-- WORK REQUIRED --
Only the lines from the beginning of the data below through the line containing "Outline every instance of the oval" belong in the response, each copied exactly.

-- EXERCISE MATERIAL --
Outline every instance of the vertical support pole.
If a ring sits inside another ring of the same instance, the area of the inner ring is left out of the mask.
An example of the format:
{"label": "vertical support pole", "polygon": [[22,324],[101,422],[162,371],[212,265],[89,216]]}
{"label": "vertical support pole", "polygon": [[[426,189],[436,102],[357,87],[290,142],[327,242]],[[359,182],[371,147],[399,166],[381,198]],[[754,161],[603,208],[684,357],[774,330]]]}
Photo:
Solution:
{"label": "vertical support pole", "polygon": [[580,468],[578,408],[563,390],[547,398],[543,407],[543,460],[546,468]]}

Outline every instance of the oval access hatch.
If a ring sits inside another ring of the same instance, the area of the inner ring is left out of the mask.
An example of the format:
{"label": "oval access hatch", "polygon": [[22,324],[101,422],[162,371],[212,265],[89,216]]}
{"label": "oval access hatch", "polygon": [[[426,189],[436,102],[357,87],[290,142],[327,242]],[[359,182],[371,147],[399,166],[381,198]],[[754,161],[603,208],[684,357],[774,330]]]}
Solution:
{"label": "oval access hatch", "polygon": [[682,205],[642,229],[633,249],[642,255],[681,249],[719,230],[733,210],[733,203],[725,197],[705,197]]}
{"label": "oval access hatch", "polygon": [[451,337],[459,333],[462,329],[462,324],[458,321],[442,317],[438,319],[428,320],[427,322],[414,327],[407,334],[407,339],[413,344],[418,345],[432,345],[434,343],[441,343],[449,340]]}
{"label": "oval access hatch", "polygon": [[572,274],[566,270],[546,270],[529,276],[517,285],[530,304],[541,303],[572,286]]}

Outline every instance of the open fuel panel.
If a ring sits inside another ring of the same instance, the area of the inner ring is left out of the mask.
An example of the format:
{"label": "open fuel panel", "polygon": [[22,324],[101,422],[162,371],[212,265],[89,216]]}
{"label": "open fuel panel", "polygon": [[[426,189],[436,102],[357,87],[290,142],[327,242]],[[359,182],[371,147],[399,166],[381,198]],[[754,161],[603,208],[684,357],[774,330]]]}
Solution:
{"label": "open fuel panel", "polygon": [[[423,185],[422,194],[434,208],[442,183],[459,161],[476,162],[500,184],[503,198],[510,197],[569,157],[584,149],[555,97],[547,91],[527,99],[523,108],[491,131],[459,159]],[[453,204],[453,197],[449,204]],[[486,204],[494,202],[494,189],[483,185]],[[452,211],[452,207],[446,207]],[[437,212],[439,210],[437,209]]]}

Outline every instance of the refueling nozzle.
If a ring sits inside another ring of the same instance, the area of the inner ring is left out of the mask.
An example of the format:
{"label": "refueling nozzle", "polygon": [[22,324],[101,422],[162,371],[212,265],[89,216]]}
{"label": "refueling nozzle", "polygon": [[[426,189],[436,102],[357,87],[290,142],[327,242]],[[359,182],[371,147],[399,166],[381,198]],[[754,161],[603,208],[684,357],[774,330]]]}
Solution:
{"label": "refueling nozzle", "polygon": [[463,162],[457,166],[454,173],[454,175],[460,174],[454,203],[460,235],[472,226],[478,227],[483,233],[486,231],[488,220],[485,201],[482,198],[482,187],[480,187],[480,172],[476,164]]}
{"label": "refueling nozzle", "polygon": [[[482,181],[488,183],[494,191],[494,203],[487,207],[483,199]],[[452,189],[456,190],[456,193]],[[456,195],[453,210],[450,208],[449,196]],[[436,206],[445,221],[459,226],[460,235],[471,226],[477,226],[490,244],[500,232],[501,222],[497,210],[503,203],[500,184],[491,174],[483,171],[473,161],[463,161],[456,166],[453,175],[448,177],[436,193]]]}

-- ANSWER SECTION --
Outline every instance of the vertical support pole.
If a ring sits inside another ring of the same instance, the area of the inner ring is left out of the mask.
An example of the format:
{"label": "vertical support pole", "polygon": [[22,324],[101,422],[162,371],[212,265],[89,216]]}
{"label": "vertical support pole", "polygon": [[[426,189],[436,102],[357,87],[290,142],[327,242]],[[359,182],[371,147],[399,166],[381,198]],[[754,161],[603,208],[684,357],[774,330]]]}
Photo:
Solution:
{"label": "vertical support pole", "polygon": [[580,468],[578,408],[563,390],[547,398],[543,407],[543,460],[546,468]]}

Outline every instance of the oval access hatch.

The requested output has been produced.